** START OF Given data **

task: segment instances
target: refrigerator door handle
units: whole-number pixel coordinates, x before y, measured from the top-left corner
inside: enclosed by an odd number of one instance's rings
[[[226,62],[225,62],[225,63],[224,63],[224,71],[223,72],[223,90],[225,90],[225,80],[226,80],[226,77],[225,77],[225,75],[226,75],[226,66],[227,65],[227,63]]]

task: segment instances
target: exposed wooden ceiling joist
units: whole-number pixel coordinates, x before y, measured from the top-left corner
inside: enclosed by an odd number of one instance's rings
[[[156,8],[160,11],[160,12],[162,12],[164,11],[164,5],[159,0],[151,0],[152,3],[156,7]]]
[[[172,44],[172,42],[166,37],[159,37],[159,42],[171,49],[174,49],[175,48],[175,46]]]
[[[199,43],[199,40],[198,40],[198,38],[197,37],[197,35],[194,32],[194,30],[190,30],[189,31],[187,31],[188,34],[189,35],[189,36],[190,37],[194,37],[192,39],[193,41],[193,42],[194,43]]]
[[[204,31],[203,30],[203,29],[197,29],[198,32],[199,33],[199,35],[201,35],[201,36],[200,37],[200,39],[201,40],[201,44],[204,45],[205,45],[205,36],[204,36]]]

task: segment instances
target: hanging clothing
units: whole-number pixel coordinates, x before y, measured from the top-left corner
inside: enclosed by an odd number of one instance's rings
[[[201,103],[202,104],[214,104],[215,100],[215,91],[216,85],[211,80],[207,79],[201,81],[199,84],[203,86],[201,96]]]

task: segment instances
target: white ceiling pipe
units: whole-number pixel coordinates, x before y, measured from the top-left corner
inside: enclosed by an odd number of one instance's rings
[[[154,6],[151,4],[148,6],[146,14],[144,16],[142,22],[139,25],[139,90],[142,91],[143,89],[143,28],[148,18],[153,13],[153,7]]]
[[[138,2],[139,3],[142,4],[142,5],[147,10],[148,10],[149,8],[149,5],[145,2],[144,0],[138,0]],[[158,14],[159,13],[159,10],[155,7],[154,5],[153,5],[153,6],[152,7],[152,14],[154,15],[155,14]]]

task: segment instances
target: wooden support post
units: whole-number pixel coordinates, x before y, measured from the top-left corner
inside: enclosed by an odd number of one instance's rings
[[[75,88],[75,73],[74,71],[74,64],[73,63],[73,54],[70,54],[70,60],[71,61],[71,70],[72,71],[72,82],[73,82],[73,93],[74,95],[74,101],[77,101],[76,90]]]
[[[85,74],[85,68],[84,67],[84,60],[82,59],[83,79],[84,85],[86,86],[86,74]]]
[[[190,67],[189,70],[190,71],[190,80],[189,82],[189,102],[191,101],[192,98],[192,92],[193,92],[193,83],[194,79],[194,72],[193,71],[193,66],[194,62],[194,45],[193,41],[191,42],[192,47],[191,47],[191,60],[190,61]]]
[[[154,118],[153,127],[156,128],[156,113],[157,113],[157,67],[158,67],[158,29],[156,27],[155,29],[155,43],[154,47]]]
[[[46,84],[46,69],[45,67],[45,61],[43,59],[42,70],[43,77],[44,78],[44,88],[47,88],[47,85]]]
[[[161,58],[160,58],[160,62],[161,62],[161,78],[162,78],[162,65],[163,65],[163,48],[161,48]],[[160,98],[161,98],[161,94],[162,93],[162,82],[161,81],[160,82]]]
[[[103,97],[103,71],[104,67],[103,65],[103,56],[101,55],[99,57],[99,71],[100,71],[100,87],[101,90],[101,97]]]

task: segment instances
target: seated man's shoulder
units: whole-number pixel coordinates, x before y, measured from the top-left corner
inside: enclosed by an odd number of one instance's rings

** END OF Given data **

Set task
Above are some records; extract every one of them exactly.

In response
task: segment instances
target: refrigerator door handle
units: whole-number pixel coordinates, x before y, measured from the top-left corner
inside: enclosed by an odd number of one instance's rings
[[[226,62],[225,62],[225,63],[224,63],[224,71],[223,72],[223,90],[225,90],[225,80],[226,80],[226,77],[225,77],[225,75],[226,75],[226,66],[227,65],[227,63]]]

task: segment instances
target: exposed wooden ceiling joist
units: whole-number pixel coordinates, x before y, measured from the top-left corner
inside: enclosed by an odd number of one instance's rings
[[[156,8],[160,11],[160,12],[162,12],[164,11],[164,5],[159,0],[151,0],[152,3],[156,7]]]
[[[172,44],[172,42],[166,37],[159,37],[159,42],[171,49],[174,49],[175,48],[175,46]]]
[[[199,43],[199,40],[198,40],[198,38],[197,37],[197,35],[194,32],[194,30],[190,30],[189,31],[187,31],[188,34],[189,35],[189,36],[190,37],[194,37],[192,39],[193,41],[193,42],[194,43]]]
[[[204,31],[203,30],[203,29],[197,29],[198,32],[199,33],[199,35],[201,35],[201,36],[200,37],[200,39],[201,40],[201,44],[204,45],[205,45],[205,36],[204,36]]]

task: segment instances
target: hanging clothing
units: whole-number pixel coordinates, x before y, measured from the top-left corner
inside: enclosed by an odd number of one instance's rings
[[[201,103],[202,104],[214,104],[215,100],[215,91],[216,85],[211,80],[207,79],[201,81],[199,84],[203,86],[201,96]]]

task: segment instances
target: white ceiling pipe
units: whole-number pixel coordinates, x before y, measured from the top-left corner
inside: enclosed by an odd number of one instance's rings
[[[154,6],[151,4],[148,6],[146,14],[144,16],[142,22],[139,25],[139,90],[142,91],[143,89],[143,28],[148,18],[153,13],[153,7]]]
[[[138,2],[139,3],[142,4],[142,5],[147,10],[148,10],[149,8],[149,5],[145,2],[144,0],[138,0]],[[158,14],[159,13],[159,10],[155,7],[154,5],[153,5],[153,6],[152,7],[152,14],[154,15],[155,14]]]

task: segment instances
target: wooden support post
units: whole-number pixel coordinates, x before y, measured from the top-left corner
inside: enclosed by an odd number of one instance's rings
[[[75,88],[75,73],[74,71],[74,64],[73,63],[73,54],[70,54],[70,60],[71,61],[71,70],[72,71],[72,82],[73,82],[73,93],[74,95],[74,101],[77,101],[76,90]]]
[[[85,74],[85,68],[84,67],[84,60],[82,59],[83,79],[84,85],[86,86],[86,74]]]
[[[190,67],[189,70],[190,71],[190,80],[189,82],[189,102],[191,101],[192,98],[192,92],[193,92],[193,83],[194,79],[194,72],[193,71],[193,66],[194,62],[194,45],[193,41],[191,42],[192,47],[191,47],[191,60],[190,61]]]
[[[154,118],[153,127],[156,128],[156,113],[157,113],[157,67],[158,67],[158,29],[156,27],[155,29],[155,43],[154,47]]]
[[[46,84],[46,69],[45,67],[45,61],[43,59],[42,70],[43,77],[44,78],[44,88],[47,88],[47,85]]]
[[[161,58],[160,58],[160,62],[161,62],[161,78],[162,78],[162,65],[163,65],[163,48],[161,48]],[[160,98],[161,98],[161,94],[162,93],[162,82],[161,81],[160,82]]]
[[[103,97],[103,71],[104,67],[103,65],[103,56],[101,55],[99,57],[99,71],[100,71],[100,87],[101,90],[101,97]]]

task: segment instances
target: seated man's shoulder
units: whole-number pixel coordinates, x before y, measured from the top-left corner
inside: enclosed by an odd number of one instance's rings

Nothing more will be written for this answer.